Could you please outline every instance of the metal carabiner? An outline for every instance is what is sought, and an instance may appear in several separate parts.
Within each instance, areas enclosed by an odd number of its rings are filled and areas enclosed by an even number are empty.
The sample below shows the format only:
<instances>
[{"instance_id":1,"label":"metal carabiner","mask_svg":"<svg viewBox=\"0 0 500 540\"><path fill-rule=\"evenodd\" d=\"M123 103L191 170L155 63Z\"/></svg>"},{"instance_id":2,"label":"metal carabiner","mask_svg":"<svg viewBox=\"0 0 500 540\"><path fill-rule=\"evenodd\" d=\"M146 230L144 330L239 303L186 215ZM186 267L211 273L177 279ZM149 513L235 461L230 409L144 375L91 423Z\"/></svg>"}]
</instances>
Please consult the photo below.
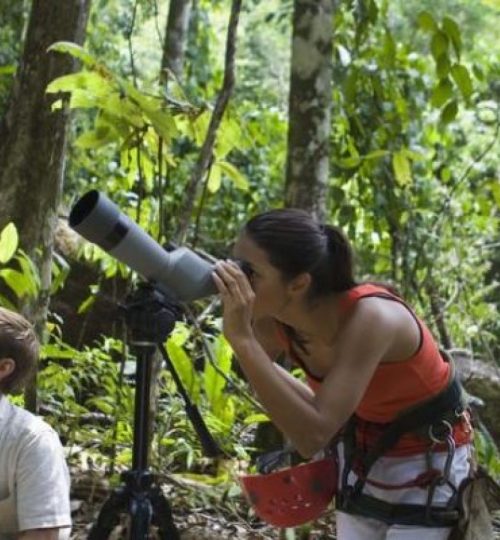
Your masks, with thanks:
<instances>
[{"instance_id":1,"label":"metal carabiner","mask_svg":"<svg viewBox=\"0 0 500 540\"><path fill-rule=\"evenodd\" d=\"M450 437L451 434L453 433L453 427L452 427L452 425L448 422L448 420L440 420L440 423L447 429L448 433L443 434L443 435L442 435L442 438L440 439L437 435L434 435L435 424L431 424L431 425L429 426L428 435L429 435L429 439L430 439L434 444L439 444L439 443L444 443L444 442L446 442L446 440L448 439L448 437Z\"/></svg>"}]
</instances>

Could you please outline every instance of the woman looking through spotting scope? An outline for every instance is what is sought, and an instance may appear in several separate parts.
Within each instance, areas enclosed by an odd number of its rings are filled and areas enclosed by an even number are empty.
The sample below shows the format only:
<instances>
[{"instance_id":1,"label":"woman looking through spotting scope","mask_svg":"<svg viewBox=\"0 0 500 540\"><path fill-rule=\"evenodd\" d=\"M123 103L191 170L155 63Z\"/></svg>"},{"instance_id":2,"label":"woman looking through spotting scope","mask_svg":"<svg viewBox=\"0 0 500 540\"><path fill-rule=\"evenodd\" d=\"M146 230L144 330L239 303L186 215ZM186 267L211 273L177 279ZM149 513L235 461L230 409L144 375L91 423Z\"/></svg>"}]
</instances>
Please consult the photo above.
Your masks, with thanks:
<instances>
[{"instance_id":1,"label":"woman looking through spotting scope","mask_svg":"<svg viewBox=\"0 0 500 540\"><path fill-rule=\"evenodd\" d=\"M388 288L357 283L344 235L301 210L250 219L234 257L245 272L227 260L213 273L224 334L298 453L336 454L338 538L448 538L471 474L472 428L425 324ZM272 362L283 353L309 384Z\"/></svg>"}]
</instances>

→ Try it
Show the lines of the listing above with "sought".

→ Result for this exercise
Could you please outline every instance of the metal carabiner? An outline for every instance is what is sought, and an instance may appear in several separate parts.
Could you please outline every instance of the woman looking through spotting scope? An outline for every instance is what is sought, and an instance may appear in several separate parts.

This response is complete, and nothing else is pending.